We had a neighbour, in our locality, whose name was Hunaidah (rahimahallah). After a third or half the night had passed, she would stand and awaken her husband, children and servants saying, “Stand, perform wudhu and engage in salaah! You will soon be pleased with (and appreciate) what I am saying!” In this manner, Hunaidah (rahimahallah) continued to awaken them for Tahajjud Salaah until she passed away.


After she passed away, her husband had a dream one night in which he was told, “If you wish to join her in Jannah then continue to carry out her action among her household (of awaking the household for Tahajjud).” After seeing this dream, her husband began to awaken the household, as his late wife would do, until he passed away as well.


After his demise, his eldest son had a dream in which he was told, “If you wish to join your parents in their rank in Jannah then continue their action among their household (of awaking the household for Tahajjud).” The eldest son thus began to awaken the household, as his parents would do, until he passed away.


On account of this household being one that was punctual on Tahajjud Salaah, they were known by the title ‘Qawwaameen’ (those who were punctual with Tahajjud).


(Sifatus Safwah vol. 2, pg. 501)

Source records
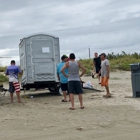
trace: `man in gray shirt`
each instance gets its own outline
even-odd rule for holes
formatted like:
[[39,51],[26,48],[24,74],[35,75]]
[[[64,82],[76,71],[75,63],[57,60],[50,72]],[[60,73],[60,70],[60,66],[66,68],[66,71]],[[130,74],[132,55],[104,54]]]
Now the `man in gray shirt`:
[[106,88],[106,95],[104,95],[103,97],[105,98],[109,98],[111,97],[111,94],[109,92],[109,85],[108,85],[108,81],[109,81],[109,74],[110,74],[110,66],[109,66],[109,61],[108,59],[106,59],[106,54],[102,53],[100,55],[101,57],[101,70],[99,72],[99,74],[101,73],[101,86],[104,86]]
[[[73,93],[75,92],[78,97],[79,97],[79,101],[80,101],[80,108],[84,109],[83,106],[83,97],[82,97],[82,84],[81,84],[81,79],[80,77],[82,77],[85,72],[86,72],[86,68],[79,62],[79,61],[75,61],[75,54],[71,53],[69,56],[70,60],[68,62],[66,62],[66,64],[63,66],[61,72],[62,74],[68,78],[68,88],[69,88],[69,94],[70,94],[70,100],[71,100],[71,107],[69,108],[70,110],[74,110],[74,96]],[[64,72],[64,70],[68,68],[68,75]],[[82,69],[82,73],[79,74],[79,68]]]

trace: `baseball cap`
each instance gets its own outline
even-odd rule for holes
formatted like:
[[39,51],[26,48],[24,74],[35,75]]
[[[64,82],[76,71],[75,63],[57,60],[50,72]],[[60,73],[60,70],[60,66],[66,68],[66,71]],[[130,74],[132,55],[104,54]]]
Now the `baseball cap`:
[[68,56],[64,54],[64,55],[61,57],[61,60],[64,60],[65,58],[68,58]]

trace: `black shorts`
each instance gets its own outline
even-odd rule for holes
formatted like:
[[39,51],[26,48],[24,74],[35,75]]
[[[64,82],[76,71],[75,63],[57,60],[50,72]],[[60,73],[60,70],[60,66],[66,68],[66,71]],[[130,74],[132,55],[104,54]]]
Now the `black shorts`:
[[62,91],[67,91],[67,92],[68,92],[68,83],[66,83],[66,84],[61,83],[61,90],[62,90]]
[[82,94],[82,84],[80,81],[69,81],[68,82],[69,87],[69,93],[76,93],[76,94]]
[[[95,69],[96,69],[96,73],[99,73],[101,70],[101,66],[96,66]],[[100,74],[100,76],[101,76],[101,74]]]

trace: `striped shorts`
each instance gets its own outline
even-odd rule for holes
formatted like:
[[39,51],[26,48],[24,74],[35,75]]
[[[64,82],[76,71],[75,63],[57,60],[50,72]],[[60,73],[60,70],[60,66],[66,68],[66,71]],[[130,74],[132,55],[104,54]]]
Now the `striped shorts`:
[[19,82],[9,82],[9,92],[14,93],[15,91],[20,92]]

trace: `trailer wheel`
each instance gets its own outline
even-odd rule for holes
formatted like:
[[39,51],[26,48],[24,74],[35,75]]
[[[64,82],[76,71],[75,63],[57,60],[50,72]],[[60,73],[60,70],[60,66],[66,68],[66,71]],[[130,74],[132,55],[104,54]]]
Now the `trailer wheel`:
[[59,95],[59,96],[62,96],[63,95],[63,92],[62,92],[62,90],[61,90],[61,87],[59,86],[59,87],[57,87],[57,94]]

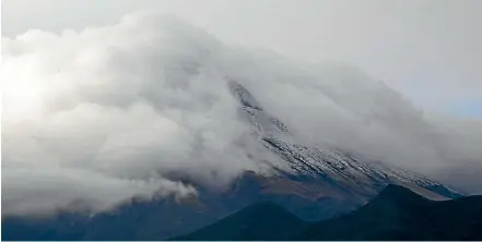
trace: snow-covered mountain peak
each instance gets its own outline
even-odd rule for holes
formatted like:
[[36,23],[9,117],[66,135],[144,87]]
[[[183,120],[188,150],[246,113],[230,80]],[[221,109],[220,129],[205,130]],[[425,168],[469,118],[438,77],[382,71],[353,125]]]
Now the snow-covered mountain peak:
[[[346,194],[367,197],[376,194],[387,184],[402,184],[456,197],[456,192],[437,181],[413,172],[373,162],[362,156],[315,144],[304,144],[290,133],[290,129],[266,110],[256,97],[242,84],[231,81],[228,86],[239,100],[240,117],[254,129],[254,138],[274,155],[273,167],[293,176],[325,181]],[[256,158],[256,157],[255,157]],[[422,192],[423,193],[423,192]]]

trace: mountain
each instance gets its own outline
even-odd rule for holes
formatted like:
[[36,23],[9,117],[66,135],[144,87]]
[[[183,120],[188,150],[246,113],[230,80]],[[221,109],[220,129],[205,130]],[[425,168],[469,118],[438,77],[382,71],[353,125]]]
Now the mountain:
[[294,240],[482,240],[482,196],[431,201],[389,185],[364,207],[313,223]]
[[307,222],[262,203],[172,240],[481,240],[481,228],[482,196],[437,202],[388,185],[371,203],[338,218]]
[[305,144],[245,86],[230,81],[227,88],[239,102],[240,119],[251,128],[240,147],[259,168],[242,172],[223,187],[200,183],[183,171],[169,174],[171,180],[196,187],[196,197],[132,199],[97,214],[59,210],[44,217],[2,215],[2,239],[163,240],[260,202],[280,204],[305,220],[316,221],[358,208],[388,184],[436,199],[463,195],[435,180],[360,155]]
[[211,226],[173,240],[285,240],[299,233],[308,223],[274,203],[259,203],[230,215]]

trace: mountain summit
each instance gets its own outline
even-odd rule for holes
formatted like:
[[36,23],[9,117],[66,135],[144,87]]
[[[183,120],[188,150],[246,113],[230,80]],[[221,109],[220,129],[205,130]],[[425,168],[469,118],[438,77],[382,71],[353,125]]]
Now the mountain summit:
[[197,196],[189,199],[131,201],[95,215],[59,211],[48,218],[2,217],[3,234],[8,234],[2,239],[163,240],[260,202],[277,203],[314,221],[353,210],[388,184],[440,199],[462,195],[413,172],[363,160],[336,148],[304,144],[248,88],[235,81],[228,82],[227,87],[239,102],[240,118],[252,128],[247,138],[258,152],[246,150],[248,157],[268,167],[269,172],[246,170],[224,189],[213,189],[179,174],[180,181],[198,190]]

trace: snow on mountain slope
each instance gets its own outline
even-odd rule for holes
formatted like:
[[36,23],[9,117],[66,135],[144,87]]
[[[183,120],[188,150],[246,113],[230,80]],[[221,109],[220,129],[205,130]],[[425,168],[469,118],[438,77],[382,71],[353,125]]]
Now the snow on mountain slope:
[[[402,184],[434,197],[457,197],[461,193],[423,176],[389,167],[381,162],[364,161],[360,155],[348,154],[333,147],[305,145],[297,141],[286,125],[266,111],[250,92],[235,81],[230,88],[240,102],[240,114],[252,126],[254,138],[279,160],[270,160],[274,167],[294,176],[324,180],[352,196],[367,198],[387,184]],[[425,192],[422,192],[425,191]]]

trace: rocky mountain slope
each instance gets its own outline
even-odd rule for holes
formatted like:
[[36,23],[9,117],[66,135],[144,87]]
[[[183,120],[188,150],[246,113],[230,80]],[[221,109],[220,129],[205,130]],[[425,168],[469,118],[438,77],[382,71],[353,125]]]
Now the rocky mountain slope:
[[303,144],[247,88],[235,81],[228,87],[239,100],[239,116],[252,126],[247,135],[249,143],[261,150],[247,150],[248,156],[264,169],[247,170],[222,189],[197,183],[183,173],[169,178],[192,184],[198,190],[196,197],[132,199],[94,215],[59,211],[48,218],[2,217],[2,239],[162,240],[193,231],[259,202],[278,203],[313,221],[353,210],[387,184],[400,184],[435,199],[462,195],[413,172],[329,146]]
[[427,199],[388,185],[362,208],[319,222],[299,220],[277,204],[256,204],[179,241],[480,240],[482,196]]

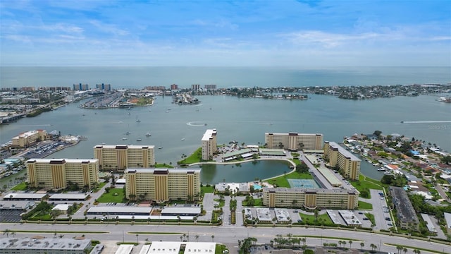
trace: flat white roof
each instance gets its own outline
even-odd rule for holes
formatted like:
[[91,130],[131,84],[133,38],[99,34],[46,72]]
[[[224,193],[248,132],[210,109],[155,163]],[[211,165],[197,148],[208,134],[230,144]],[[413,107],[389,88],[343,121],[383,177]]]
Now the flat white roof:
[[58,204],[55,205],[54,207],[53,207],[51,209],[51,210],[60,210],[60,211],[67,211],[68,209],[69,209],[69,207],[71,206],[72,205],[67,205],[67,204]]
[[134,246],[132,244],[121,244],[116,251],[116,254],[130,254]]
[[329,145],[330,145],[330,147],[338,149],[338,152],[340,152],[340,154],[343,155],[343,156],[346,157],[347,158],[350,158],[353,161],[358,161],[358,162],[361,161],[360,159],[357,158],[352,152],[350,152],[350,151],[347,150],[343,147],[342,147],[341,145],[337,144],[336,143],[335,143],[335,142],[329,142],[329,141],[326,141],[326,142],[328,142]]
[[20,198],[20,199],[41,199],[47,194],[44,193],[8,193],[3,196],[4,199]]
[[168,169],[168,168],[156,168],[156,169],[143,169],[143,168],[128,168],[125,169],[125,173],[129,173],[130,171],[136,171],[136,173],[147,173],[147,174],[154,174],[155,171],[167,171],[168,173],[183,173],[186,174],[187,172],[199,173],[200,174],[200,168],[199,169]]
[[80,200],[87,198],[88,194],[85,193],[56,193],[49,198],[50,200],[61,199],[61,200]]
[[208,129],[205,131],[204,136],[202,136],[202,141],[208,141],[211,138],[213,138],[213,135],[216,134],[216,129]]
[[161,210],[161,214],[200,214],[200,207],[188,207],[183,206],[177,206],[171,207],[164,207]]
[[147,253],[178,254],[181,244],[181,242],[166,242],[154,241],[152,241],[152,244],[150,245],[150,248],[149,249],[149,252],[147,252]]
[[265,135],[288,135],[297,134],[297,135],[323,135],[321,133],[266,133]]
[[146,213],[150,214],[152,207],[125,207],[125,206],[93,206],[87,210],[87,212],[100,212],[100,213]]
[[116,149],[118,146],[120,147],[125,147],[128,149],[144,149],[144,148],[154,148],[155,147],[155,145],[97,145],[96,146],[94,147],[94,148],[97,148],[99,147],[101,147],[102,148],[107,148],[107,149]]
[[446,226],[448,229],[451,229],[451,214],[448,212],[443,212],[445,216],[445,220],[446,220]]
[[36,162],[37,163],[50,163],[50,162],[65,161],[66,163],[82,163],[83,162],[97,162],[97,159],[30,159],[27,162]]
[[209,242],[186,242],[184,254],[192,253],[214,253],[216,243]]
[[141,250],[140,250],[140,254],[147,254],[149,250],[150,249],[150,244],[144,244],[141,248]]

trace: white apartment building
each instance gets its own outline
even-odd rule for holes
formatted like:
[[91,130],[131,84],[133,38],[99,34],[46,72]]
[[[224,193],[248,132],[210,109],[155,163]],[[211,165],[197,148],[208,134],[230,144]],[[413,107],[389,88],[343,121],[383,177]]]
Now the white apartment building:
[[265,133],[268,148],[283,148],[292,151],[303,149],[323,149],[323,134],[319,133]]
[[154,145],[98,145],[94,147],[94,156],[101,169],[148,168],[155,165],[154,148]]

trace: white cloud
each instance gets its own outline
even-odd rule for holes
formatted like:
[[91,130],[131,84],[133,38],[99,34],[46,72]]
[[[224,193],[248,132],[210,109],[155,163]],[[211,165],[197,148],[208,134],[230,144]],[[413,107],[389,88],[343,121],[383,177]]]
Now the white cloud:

▸ Exercises to complete:
A – In the account of Hunaidah, by what title was the household known?
B – Echo the account of Hunaidah word for word, starting with "After his demise, his" and going on through "until he passed away.".

▸ Solution list:
A – They were known as 'Qawwaameen' (those who were punctual with Tahajjud).

B –
After his demise, his eldest son had a dream in which he was told, “If you wish to join your parents in their rank in Jannah then continue their action among their household (of awaking the household for Tahajjud).” The eldest son thus began to awaken the household, as his parents would do, until he passed away.